── Document source ──

Définition de l'intellectuel Par Jean-Paul Sartre




L’intellectuel se définit d’abord par son appartenance aux "techniciens du savoir pratique" : chercheurs, ingénieurs, médecins, écrivains, enseignants. Cependant, exercer ces métiers ne suffit pas. L’intellectuel naît au croisement de son travail et des contradictions qu’il perçoit entre cet exercice et les lois de la société capitaliste. Lorsqu’un savant, par exemple, découvre que son travail, ancré dans la recherche de l’universel, contribue à des usages contraires à cette universalité – comme la guerre ou l’injustice –, il devient intellectuel en dénonçant cette contradiction. Cette dénonciation n’est pas une posture extérieure, mais une souffrance intérieure. Le savant nucléaire qui réalise que ses travaux peuvent mener à la destruction et déclare s’y opposer incarne cette figure. L’intellectuel n’a pas de pouvoir réel, mais son rôle est d’éclairer, de manifester les contradictions d’une société qui aliène son travail et le détourne de ses fins universelles. L’intellectuel est pris dans une double exigence : il doit continuer à exercer son métier, car c’est en le faisant qu’il découvre ces contradictions, mais il doit également s’engager pour les dénoncer. Ce rôle diffère de celui du politique, dont la mission est de définir des buts et des stratégies concrètes pour transformer la réalité. L’intellectuel, lui, agit sur un autre plan, en incarnant et en exposant les tensions de son époque, sans pour autant disposer d’une efficacité immédiate. C’est cette inefficacité, paradoxalement, qui donne à l’intellectuel sa puissance critique. Loin de se limiter à une fonction neutre – écrire, enseigner ou chercher –, il relie constamment son travail à une réflexion sur les injustices qu’il perçoit et les responsabilités qu’il porte. Il engage ainsi son œuvre dans une dynamique où ce qu’il fait prend sens à travers ce qu’il dénonce. L’intellectuel est, par essence, celui qui refuse de se taire.

───

» Consigne
Renvoyez le texte sur la définition de l'intellectuel en entier, sans y changer un mot. Les enregistrements forment un matériau distinct du texte sur la définition de l'intellectuel.

── Lignes de données ──

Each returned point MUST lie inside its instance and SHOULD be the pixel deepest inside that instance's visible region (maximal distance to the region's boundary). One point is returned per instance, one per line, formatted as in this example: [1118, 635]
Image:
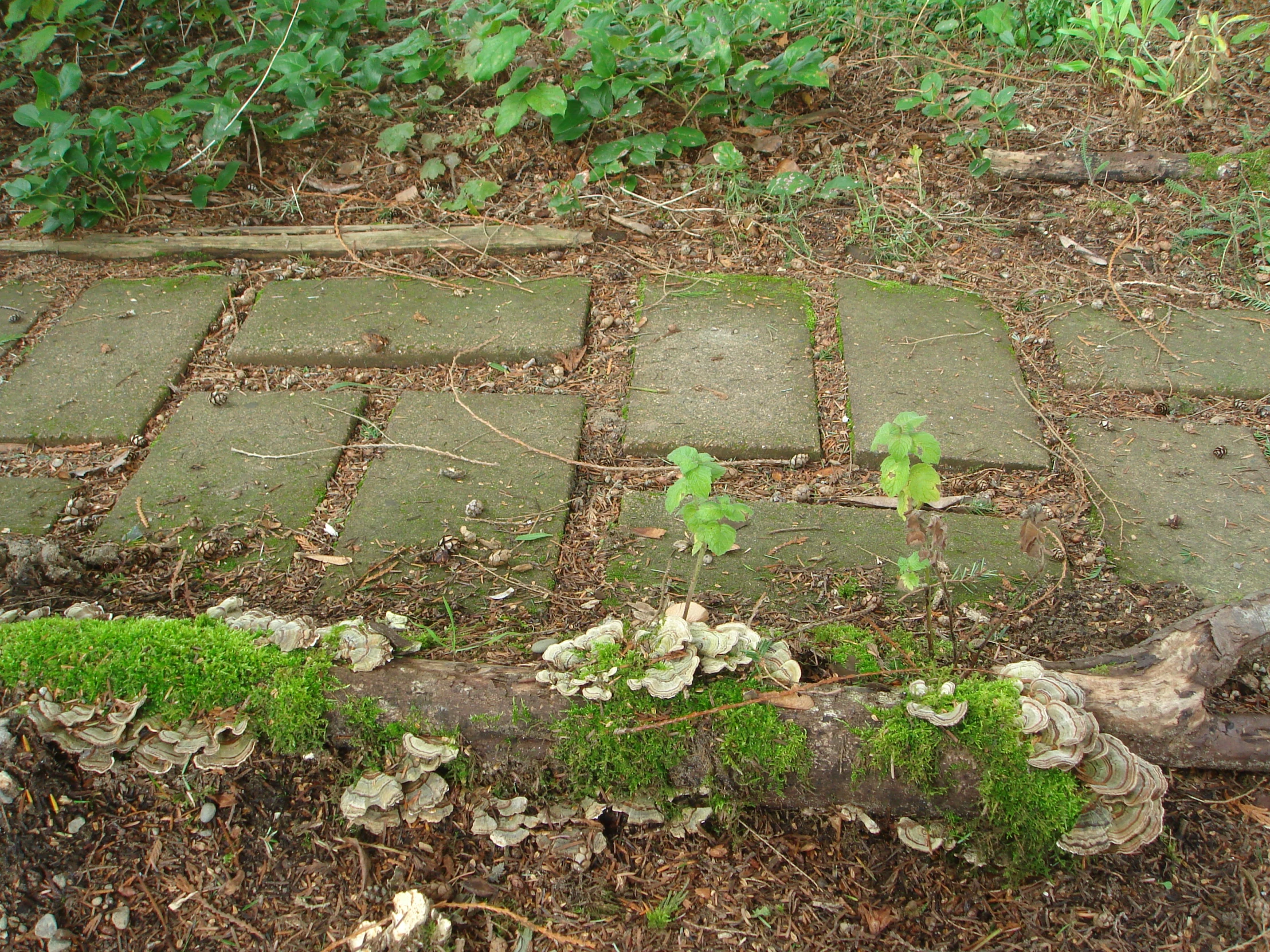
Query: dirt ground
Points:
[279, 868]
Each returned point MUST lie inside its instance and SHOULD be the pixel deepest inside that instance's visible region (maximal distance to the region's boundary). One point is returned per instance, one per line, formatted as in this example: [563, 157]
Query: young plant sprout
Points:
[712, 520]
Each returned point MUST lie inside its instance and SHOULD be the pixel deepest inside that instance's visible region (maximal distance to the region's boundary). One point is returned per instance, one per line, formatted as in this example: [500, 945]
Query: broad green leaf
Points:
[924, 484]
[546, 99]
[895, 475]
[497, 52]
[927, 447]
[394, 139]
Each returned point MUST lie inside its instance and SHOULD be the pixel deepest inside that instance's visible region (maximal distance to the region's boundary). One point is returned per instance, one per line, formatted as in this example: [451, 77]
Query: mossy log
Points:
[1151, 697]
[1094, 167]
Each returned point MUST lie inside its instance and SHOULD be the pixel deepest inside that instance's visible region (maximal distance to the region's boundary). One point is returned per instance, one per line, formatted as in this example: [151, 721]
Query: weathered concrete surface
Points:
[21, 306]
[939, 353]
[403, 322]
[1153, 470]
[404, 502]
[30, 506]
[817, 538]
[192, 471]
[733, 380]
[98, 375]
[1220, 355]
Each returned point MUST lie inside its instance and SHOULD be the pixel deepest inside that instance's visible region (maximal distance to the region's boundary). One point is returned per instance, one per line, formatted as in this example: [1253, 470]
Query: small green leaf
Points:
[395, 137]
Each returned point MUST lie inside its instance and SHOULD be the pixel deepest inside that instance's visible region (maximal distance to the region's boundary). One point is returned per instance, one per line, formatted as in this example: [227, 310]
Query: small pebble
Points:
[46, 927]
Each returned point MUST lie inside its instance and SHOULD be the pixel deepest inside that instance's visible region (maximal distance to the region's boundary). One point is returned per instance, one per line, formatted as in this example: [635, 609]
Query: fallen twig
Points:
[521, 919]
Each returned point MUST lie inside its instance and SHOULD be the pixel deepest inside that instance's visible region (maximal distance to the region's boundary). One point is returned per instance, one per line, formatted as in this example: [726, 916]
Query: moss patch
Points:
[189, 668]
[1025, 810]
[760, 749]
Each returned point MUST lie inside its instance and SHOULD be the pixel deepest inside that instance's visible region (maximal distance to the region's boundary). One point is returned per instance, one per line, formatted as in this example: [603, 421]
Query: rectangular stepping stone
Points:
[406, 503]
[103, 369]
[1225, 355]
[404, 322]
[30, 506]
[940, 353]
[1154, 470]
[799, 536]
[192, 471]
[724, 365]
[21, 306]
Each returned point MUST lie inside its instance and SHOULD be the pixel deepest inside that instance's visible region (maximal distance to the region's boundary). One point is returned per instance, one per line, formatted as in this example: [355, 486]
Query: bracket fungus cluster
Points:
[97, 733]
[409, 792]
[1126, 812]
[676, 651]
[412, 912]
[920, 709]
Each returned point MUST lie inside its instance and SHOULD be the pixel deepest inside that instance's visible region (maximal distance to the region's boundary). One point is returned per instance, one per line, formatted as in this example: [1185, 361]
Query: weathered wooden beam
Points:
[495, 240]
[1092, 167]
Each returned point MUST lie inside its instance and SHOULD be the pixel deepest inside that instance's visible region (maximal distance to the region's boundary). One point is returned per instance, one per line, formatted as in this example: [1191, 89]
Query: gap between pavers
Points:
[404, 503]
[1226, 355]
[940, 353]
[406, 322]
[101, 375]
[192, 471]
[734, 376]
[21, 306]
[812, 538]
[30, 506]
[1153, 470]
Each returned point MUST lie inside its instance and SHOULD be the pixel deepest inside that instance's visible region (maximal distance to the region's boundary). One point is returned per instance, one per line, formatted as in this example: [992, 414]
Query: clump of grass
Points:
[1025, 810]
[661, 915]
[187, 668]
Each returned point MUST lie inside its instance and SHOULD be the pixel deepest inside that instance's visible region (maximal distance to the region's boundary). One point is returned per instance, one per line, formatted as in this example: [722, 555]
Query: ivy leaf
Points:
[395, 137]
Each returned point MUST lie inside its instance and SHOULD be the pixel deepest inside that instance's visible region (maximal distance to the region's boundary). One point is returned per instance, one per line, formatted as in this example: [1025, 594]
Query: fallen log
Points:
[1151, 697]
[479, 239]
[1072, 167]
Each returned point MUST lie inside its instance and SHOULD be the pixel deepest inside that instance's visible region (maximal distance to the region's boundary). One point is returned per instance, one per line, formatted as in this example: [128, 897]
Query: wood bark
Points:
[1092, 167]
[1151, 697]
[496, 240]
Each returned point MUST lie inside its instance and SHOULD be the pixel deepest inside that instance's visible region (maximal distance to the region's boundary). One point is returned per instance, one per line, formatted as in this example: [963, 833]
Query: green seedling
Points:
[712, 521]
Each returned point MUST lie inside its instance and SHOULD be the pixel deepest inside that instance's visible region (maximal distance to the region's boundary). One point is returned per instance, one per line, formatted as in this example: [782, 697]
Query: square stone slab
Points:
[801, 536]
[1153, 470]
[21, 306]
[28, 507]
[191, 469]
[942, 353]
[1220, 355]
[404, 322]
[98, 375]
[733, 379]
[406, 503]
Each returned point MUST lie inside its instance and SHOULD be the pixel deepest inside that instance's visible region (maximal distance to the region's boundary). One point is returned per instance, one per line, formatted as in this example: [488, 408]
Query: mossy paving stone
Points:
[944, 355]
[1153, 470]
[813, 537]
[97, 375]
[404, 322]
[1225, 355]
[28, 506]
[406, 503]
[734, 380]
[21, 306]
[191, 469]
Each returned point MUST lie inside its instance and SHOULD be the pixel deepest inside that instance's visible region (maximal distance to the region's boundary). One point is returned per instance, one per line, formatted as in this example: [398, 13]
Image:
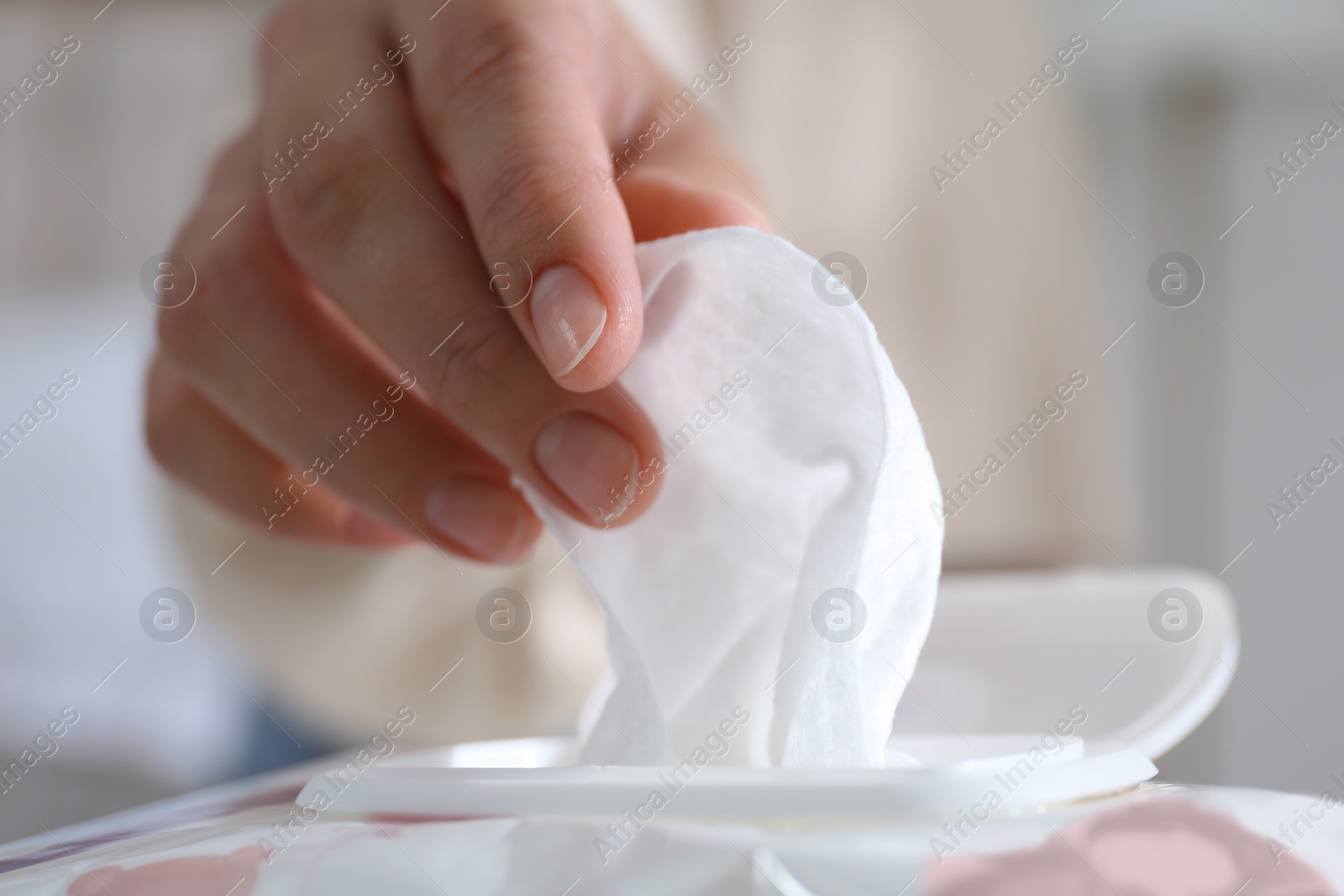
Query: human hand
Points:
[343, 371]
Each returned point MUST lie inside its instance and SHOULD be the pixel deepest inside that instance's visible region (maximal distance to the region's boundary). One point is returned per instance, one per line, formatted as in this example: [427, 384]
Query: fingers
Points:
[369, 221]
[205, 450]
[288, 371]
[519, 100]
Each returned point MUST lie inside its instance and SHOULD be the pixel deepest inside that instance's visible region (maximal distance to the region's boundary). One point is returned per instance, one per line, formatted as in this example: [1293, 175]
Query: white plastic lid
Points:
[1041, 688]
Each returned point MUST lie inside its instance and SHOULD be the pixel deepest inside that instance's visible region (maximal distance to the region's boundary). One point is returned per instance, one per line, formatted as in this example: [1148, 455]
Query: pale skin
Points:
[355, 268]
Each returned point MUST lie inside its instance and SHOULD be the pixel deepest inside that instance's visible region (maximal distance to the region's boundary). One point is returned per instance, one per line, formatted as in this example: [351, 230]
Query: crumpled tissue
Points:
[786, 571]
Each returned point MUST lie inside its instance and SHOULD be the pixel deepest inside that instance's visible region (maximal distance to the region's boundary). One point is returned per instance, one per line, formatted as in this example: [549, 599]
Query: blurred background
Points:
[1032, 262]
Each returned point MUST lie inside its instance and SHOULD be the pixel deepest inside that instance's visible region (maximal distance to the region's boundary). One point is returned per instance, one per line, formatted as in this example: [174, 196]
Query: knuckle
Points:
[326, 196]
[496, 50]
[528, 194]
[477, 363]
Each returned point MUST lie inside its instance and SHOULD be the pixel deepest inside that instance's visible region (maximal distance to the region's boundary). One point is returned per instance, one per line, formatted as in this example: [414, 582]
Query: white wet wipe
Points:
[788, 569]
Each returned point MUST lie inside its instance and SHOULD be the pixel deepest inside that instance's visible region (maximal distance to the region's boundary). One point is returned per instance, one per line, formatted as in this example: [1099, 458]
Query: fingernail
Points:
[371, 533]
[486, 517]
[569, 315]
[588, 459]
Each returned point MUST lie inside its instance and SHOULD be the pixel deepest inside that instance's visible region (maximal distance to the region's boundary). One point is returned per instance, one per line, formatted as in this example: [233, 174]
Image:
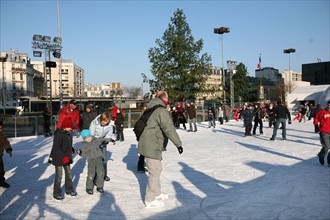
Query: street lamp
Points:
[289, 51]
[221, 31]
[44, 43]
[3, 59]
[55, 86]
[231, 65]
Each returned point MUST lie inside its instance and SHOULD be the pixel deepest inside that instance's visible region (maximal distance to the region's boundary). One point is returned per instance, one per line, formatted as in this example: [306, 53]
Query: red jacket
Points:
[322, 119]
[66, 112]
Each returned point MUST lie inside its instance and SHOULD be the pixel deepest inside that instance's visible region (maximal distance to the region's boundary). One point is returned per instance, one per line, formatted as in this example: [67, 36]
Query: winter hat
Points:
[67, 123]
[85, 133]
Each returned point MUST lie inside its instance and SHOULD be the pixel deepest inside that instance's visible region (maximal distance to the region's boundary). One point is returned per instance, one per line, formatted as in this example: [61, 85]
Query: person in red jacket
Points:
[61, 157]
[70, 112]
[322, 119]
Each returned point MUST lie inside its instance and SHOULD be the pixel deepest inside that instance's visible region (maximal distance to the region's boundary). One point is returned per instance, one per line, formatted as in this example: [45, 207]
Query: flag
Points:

───

» Résultat final
Définition de l'intellectuel Par Jean-Paul Sartre




L’intellectuel se définit d’abord par son appartenance aux "techniciens du savoir pratique" : chercheurs, ingénieurs, médecins, écrivains, enseignants. Cependant, exercer ces métiers ne suffit pas. L’intellectuel naît au croisement de son travail et des contradictions qu’il perçoit entre cet exercice et les lois de la société capitaliste. Lorsqu’un savant, par exemple, découvre que son travail, ancré dans la recherche de l’universel, contribue à des usages contraires à cette universalité – comme la guerre ou l’injustice –, il devient intellectuel en dénonçant cette contradiction. Cette dénonciation n’est pas une posture extérieure, mais une souffrance intérieure. Le savant nucléaire qui réalise que ses travaux peuvent mener à la destruction et déclare s’y opposer incarne cette figure. L’intellectuel n’a pas de pouvoir réel, mais son rôle est d’éclairer, de manifester les contradictions d’une société qui aliène son travail et le détourne de ses fins universelles. L’intellectuel est pris dans une double exigence : il doit continuer à exercer son métier, car c’est en le faisant qu’il découvre ces contradictions, mais il doit également s’engager pour les dénoncer. Ce rôle diffère de celui du politique, dont la mission est de définir des buts et des stratégies concrètes pour transformer la réalité. L’intellectuel, lui, agit sur un autre plan, en incarnant et en exposant les tensions de son époque, sans pour autant disposer d’une efficacité immédiate. C’est cette inefficacité, paradoxalement, qui donne à l’intellectuel sa puissance critique. Loin de se limiter à une fonction neutre – écrire, enseigner ou chercher –, il relie constamment son travail à une réflexion sur les injustices qu’il perçoit et les responsabilités qu’il porte. Il engage ainsi son œuvre dans une dynamique où ce qu’il fait prend sens à travers ce qu’il dénonce. L’intellectuel est, par essence, celui qui refuse de se taire.